(Rows from a dataset)
⟨

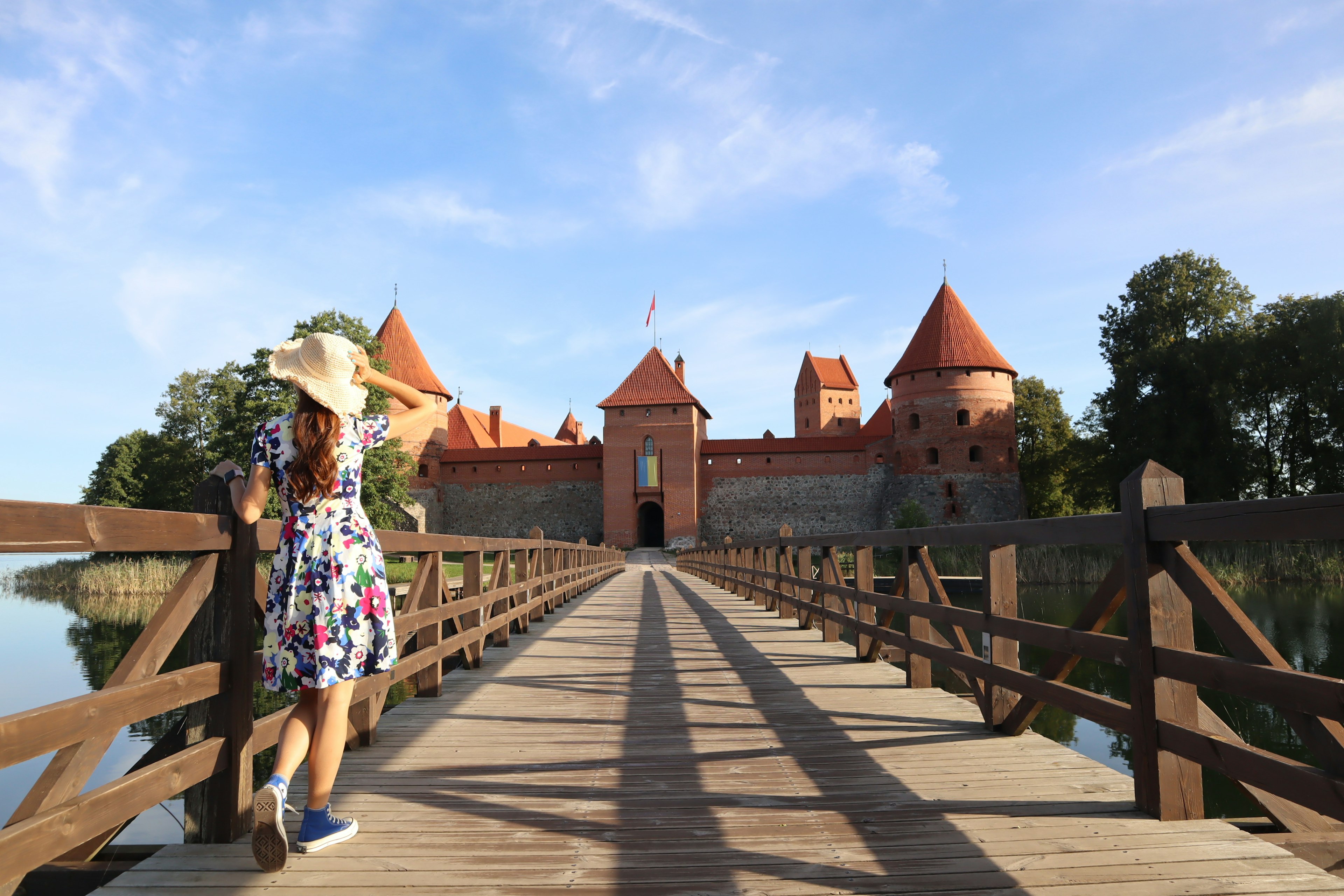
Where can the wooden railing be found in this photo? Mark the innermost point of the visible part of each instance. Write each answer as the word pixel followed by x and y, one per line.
pixel 1159 581
pixel 217 604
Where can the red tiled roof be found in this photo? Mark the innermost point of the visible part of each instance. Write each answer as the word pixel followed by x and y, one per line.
pixel 569 430
pixel 409 365
pixel 949 336
pixel 471 429
pixel 832 373
pixel 652 382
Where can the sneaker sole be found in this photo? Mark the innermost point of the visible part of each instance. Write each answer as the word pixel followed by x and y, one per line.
pixel 330 840
pixel 271 846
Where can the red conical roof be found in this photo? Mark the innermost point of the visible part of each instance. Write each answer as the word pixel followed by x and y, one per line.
pixel 409 365
pixel 652 382
pixel 949 336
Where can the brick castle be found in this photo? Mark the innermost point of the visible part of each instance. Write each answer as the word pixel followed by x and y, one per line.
pixel 655 477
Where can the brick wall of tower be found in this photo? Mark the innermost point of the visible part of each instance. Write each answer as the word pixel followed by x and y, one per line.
pixel 958 488
pixel 677 430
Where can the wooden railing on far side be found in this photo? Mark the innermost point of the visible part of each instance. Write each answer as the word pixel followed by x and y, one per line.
pixel 216 605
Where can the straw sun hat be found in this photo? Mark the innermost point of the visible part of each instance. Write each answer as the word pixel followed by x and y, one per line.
pixel 320 365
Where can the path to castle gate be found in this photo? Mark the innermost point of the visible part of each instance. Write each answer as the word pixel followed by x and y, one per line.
pixel 659 735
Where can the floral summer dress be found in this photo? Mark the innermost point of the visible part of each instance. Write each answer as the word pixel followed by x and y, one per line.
pixel 328 617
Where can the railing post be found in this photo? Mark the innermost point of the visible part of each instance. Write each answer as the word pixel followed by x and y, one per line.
pixel 1166 786
pixel 218 811
pixel 863 580
pixel 429 681
pixel 831 574
pixel 806 620
pixel 474 581
pixel 522 574
pixel 918 670
pixel 772 565
pixel 787 610
pixel 999 574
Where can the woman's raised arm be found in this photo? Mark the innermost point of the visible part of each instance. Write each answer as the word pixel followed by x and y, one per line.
pixel 419 406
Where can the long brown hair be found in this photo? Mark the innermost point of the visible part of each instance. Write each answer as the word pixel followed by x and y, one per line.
pixel 316 430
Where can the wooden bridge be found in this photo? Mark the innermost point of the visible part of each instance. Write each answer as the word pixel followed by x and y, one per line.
pixel 689 730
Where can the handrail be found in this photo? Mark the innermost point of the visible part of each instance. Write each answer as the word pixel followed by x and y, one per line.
pixel 1174 733
pixel 216 604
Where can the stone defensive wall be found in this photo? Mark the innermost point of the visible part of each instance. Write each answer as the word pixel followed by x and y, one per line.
pixel 827 484
pixel 502 493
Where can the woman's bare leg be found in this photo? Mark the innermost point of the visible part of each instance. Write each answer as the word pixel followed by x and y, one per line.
pixel 328 741
pixel 296 735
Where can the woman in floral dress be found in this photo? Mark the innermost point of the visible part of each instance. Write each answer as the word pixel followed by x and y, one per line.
pixel 328 614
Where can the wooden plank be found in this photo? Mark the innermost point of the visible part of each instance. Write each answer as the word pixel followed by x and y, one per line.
pixel 35 527
pixel 34 733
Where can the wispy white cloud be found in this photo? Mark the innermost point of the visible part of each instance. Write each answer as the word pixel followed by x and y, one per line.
pixel 659 15
pixel 1318 113
pixel 427 206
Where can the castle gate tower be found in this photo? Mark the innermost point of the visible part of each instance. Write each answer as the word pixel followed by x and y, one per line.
pixel 952 409
pixel 427 442
pixel 651 448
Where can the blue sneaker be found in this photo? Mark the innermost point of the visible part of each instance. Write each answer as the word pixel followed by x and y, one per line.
pixel 271 846
pixel 323 830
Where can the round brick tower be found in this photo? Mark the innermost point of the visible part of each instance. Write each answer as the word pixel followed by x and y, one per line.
pixel 953 420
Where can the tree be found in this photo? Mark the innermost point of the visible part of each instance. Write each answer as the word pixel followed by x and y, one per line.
pixel 118 479
pixel 1172 346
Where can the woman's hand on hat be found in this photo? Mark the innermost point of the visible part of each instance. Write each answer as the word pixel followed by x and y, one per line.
pixel 224 467
pixel 361 359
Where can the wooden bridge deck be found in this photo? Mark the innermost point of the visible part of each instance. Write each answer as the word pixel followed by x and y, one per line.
pixel 663 737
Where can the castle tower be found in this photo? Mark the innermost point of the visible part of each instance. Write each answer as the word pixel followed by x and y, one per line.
pixel 427 442
pixel 826 398
pixel 952 407
pixel 651 447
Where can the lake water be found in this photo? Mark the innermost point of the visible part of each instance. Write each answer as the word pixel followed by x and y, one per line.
pixel 66 655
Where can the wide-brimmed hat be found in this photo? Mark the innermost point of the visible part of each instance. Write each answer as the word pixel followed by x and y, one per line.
pixel 320 365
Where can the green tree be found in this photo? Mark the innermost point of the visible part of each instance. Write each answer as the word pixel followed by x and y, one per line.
pixel 1046 447
pixel 1172 346
pixel 118 480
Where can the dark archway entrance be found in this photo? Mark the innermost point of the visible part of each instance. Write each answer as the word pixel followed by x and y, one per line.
pixel 651 526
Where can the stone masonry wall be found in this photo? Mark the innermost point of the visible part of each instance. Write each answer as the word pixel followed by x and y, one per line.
pixel 976 498
pixel 756 507
pixel 566 511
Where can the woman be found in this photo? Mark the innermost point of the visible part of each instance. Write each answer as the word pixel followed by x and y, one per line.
pixel 328 616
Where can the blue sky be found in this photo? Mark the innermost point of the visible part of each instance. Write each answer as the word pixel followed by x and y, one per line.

⟩

Each record must be quoted in full and exactly. Do not include the pictures.

_Answer to this task_
Where can the wooden railing be found in this photo? Mark the innermost point of the visible part of each instance. Write each answer as the word pixel followed by x and y, one per line.
pixel 1159 581
pixel 217 604
Where can the red tiled roof be found in this photo? Mark the innermost point of the visible part of each instance. Write each answer as the word pixel followed by x and y, one per line.
pixel 569 430
pixel 409 365
pixel 949 336
pixel 471 429
pixel 832 373
pixel 652 382
Where can the sneaker sole be found in this photo? Mark the innermost point of the visible part of each instance. Write each answer as the word pixel followed by x and y, one per line.
pixel 330 840
pixel 271 846
Where can the red conical roof be found in this photo? Mark the innermost point of the visible part of each instance. Write each answer as the word pixel followed by x and y, one per line.
pixel 409 365
pixel 652 382
pixel 949 336
Where can the brick castle be found in this photo? Mark the innermost point of the visible part of each instance. Write each answer as the word pixel followed by x and y, one per line.
pixel 655 477
Where can the brick wall of tower be found in this photo? Mark the innermost point of the visible part of each instance. Write each answer as the word pixel followed by x and y, one per line.
pixel 958 488
pixel 677 430
Where can the wooden railing on far side be found in this photo? Mark the innermost point of the visible part of each instance. Write each answer as the word pixel followed by x and y, one per line.
pixel 216 605
Where can the straw sun hat be found in this photo? Mark the innermost point of the visible part of each instance. Write each answer as the word pixel followed by x and y, one per line.
pixel 320 365
Where can the path to castle gate be found in this photo? Mark the innermost point of the visible part of each instance. Write each answer as the word pixel followed by x and y, one per line.
pixel 659 735
Where can the floral summer dress be found in this photo? Mark the innermost point of the visible part of each instance. Write each answer as the word pixel followed by x and y, one per line.
pixel 328 617
Where can the railing post be found in this photo? Mark the innermost point of the visible part of each instance. Write each answer as the word pixel followed by x and y, one per line.
pixel 1166 786
pixel 218 811
pixel 863 580
pixel 429 681
pixel 831 574
pixel 806 620
pixel 474 581
pixel 522 574
pixel 918 670
pixel 772 565
pixel 787 610
pixel 999 574
Where can the woman's raised arm be found in this photo? Mark the innermost point of the visible part of each instance. Write each answer as the word pixel followed by x and y, one per line.
pixel 419 406
Where can the long brown hair be found in this photo? Mark the innermost point of the visible part of each instance. Write each answer as the word pixel followed by x and y, one per line.
pixel 316 430
Where can the wooden bridge be found in this photo? Mark the innermost point of the visible part of each instance. Write each answer as the word pixel followed by x and y, one per line.
pixel 689 730
Where can the handrail be found in this photo? Mark the innermost point of the visible part of each instance. Write each answer as the word pixel followed by x and y, one per line.
pixel 1174 733
pixel 216 604
Where can the stone defensive wall be found in this photo? Mark the innermost point of the visible part of each instance. Write each answer as the word pixel followed by x and y, one per line.
pixel 827 484
pixel 502 493
Where can the woman's bare leg be found in this photo? Mark the innermost point of the visible part of each instance. Write each answer as the word pixel followed by x and y, one per line.
pixel 328 741
pixel 296 735
Where can the woman in floral dress be found in this photo? Mark the innermost point of the visible part of each instance. Write each answer as the word pixel followed by x and y, one per line.
pixel 328 614
Where can the wooden plank be found in this photo? Mark the innermost point of the visible part of each instance. Write each answer as the word pixel followed by x and y, one per line.
pixel 35 527
pixel 34 733
Where can the wispy white cloud be found in this photo? Mark the innermost point of the visible part of each instance. Write each answer as the word pixel followed by x and y, one per line.
pixel 659 15
pixel 1318 113
pixel 427 206
Where can the castle gate tower be found in this photo? Mark the innermost point of the visible part of each instance. Write each answer as the word pixel followed by x and y, one per line.
pixel 952 409
pixel 427 442
pixel 651 448
Where can the blue sneaker be found in this photo? Mark the innermost point of the visible part of each instance. Write each answer as the word pixel followed by x and y, one per line.
pixel 271 846
pixel 323 830
Where can the round brick tower be found in this photo? Mark the innermost point of the visible part of each instance. Write each answer as the word pixel followed by x and y, one per line.
pixel 953 420
Where can the tree be found in this photo? Mark the innermost point of the visible part of each instance. Write each answer as the word pixel followed by x and y, one per line.
pixel 118 479
pixel 1172 346
Where can the woman's hand on hat be found in this photo? Mark the innermost point of the visible part of each instance. Write each answer as the word pixel followed by x and y, one per line.
pixel 224 467
pixel 361 359
Where can the wooden bridge deck be found in this photo? Mark the innermost point of the visible part of each instance. Write each answer as the word pixel followed by x and y, one per line.
pixel 663 737
Where can the castle tower be found in this photo? Mark the innermost point of the visible part of each instance. Write each answer as the word pixel followed by x and y, one per line.
pixel 427 442
pixel 826 398
pixel 952 407
pixel 651 447
Where can the lake water be found in this photo? Mark the innermost point of the visible part of each instance. Write each answer as the word pixel followed by x and y, one per line.
pixel 66 655
Where can the wide-brimmed hat be found in this photo? Mark the innermost point of the visible part of each instance. Write each answer as the word pixel followed by x and y, one per line.
pixel 320 365
Where can the green tree be found in this photo? Mark the innermost point of the visible part of each instance. Write each answer as the word pixel followed by x and y, one per line.
pixel 1046 447
pixel 1172 346
pixel 118 480
Where can the dark archway entrance be found in this photo? Mark the innermost point of the visible part of each instance. Write each answer as the word pixel followed by x and y, one per line.
pixel 651 526
Where can the stone masonry wall be found in this photo? Mark the innermost point of the visible part of each instance. Write each answer as the word pixel followed by x and y, one per line.
pixel 976 498
pixel 756 507
pixel 566 511
Where can the woman be found in this photo? Mark the innermost point of the visible part of each instance. Write each answer as the word pixel followed by x and y, one per line.
pixel 328 616
Where can the blue sky be found in this photo? Mark the innermost point of the visible part of each instance. Write each answer as the word pixel followed by x and y, one per line.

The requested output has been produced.